>> Start EXTRACT PROVIDED

HESS: Sometimes it's necessary to get good men that way isn't it?

[7]

NOURSE: Yes. The other one was Elmer Working, who had taken his doctorate at the University of Illinois, where they were also expanding farm management into agricultural economics. Then I later brought in Russell Engberg, who was a graduate student, I guess, at Iowa State University. Also when we came to our AAA study I brought in Harold Rowe, who had taken his doctorate, who had been a student, a senior student in my last year at Iowa State College, taken his degree at Minnesota, had gone to Massachusetts in agricultural economics work: Black had got acquainted with him there, and so between Black and me we brought him down into the working staff.

HESS: And then in 1929 you became director of the Institute of Economics, is that correct? 1929 to '42.

NOURSE: Yes, when the Institute of Economics was merged with the Institute for Government Research and the graduate school, the fellowship training branch, Moulton became president of the merged Brookings Institution and he designated me as the director of the Institute of Economics and I moved on so I was vice president of Brookings when I resigned to go on the Council.

[8]

HESS: You were vice president from 1942 until '46, and…

NOURSE: I resigned…

HESS: That's right.

>> End EXTRACT PROVIDED
>> Start SUPPLIED INFORMATION

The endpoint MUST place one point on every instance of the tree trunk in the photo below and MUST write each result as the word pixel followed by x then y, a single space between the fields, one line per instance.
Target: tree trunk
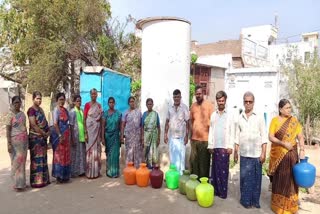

>> End SUPPLIED INFORMATION

**REQUESTS:**
- 1) Set down a passage from the Nourse interview word for word, beginning at the words "HESS: Sometimes it's" and stopping after "the working staff.".
- 2) Resume the Nourse interview from the point where it stops.

**ANSWERS TO THE EXERCISES:**
- 1)
HESS: Sometimes it's necessary to get good men that way isn't it?

[7]

NOURSE: Yes. The other one was Elmer Working, who had taken his doctorate at the University of Illinois, where they were also expanding farm management into agricultural economics. Then I later brought in Russell Engberg, who was a graduate student, I guess, at Iowa State University. Also when we came to our AAA study I brought in Harold Rowe, who had taken his doctorate, who had been a student, a senior student in my last year at Iowa State College, taken his degree at Minnesota, had gone to Massachusetts in agricultural economics work: Black had got acquainted with him there, and so between Black and me we brought him down into the working staff.

- 2)
NOURSE: …as vice president to become chairman of the Council.

HESS: Chairman of the Council of Economic Advisers.

NOURSE: You see, we had an obligatory retirement age of 65 and I was 63 at that time, so it wasn't too difficult to make the break, although I dropped a book that I had well underway, entitled Business Executives as Professional Men, growing out of my Price Making In A Democracy and that price series I had been working on.

HESS: How many books have you written; how many books and articles, approximately?

NOURSE: I have no idea how many articles, but they range from Quarterly Journal of Economics, to the farm magazines, Wallace's Farmer and Prairie Farmer and the like, and other popular publications. There must be several hundred of them. And books, I think, I have written

[9]

eleven.

HESS: How many books did you start and not finish?

NOURSE: Two.

HESS: Two. All right now, before we proceed on with the Council of Economic Advisers, let's move back just a little bit. Doctor, what are your earliest recollections of Mr. Truman? When did he first come into the picture?

NOURSE: I don't think that I had ever followed his career. In those years I was very much absorbed in the work that I was doing at Brookings, growing out of our study of income there, the four books that we had, America's Capacity to Produce and Consume and so forth, and then going into this Price Making In A Democracy and then the one I was in the midst of, so he wasn't in my sights at that time and I think that the first time that I had met him, on a shake hands basis, was when Charlie Ross brought me into his office to answer the question whether I would become a member of the Council of Economic Advisers.

HESS: That's the first time that you had met him, is that

[10]

right?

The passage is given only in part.